[Collected data]
# # # #
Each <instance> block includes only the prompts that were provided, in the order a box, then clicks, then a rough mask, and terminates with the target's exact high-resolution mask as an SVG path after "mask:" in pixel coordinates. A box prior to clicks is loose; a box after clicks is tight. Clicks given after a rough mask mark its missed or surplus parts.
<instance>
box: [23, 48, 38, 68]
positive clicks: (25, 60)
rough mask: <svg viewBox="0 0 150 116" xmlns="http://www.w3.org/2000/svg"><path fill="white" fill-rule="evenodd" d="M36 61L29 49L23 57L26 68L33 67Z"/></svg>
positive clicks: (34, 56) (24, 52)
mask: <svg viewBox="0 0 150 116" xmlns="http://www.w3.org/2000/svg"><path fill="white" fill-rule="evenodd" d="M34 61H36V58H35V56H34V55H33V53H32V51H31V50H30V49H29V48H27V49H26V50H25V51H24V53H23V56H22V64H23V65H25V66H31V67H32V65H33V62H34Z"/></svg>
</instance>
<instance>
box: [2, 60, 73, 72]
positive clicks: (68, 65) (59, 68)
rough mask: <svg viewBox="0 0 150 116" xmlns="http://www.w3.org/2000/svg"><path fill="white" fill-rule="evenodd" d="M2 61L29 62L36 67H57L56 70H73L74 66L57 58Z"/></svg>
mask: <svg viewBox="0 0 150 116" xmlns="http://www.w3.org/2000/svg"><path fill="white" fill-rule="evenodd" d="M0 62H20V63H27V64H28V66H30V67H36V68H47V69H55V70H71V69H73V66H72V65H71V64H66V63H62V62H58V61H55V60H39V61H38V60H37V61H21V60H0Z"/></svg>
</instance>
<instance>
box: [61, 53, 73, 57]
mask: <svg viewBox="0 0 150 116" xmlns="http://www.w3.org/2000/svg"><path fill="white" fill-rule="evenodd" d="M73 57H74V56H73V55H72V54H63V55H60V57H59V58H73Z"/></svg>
# # # #
**Assignment**
From the line that holds "box: [2, 60, 73, 72]" to the last line of the records above, print each line exactly. Add nothing else.

**Expected answer**
box: [2, 60, 73, 72]
positive clicks: (68, 65) (59, 68)
rough mask: <svg viewBox="0 0 150 116" xmlns="http://www.w3.org/2000/svg"><path fill="white" fill-rule="evenodd" d="M2 61L29 62L36 67H57L56 70H73L74 66L57 58Z"/></svg>
mask: <svg viewBox="0 0 150 116" xmlns="http://www.w3.org/2000/svg"><path fill="white" fill-rule="evenodd" d="M0 62H20V63H27V64H28V66H30V67H36V68H47V69H55V70H71V69H73V66H72V65H71V64H66V63H62V62H58V61H55V60H39V61H38V60H37V61H21V60H0Z"/></svg>
</instance>
<instance>
box: [61, 53, 73, 57]
mask: <svg viewBox="0 0 150 116" xmlns="http://www.w3.org/2000/svg"><path fill="white" fill-rule="evenodd" d="M73 57H74V56H73V55H72V54H63V55H60V57H59V58H73Z"/></svg>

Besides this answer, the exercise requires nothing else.